--- start of DATA FOR PROCESSING ---

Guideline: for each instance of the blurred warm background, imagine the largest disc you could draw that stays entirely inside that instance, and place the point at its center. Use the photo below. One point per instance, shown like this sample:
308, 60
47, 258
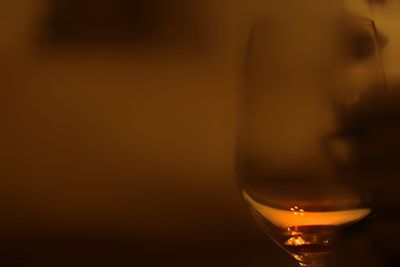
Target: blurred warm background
118, 123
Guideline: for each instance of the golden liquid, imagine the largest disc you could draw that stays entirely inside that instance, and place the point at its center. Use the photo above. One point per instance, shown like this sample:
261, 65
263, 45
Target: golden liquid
306, 235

--- end of DATA FOR PROCESSING ---

Repeat every row above, requests included, but leave out the pictures. Multiply each point coordinate in the answers by 2.05 and round it to the nearest whole number, rounding halves up, while keeping the numbers in the requests and their sample points unchanged.

Guideline: for each instance of the blurred warm background, imagine the largest disc you could draw that stays entirely inside that instance, and place the point at its center. Use the photo below. One point per instance, shown like this sample:
308, 60
47, 258
Target: blurred warm background
242, 252
Guideline: for each instance of the golden liquid, imagine the largest disc you could draw that stays entirely inside that instance, and place the point at its center. Use the photo above. One point per instance, shown like this sample:
261, 65
263, 45
Target: golden liquid
627, 482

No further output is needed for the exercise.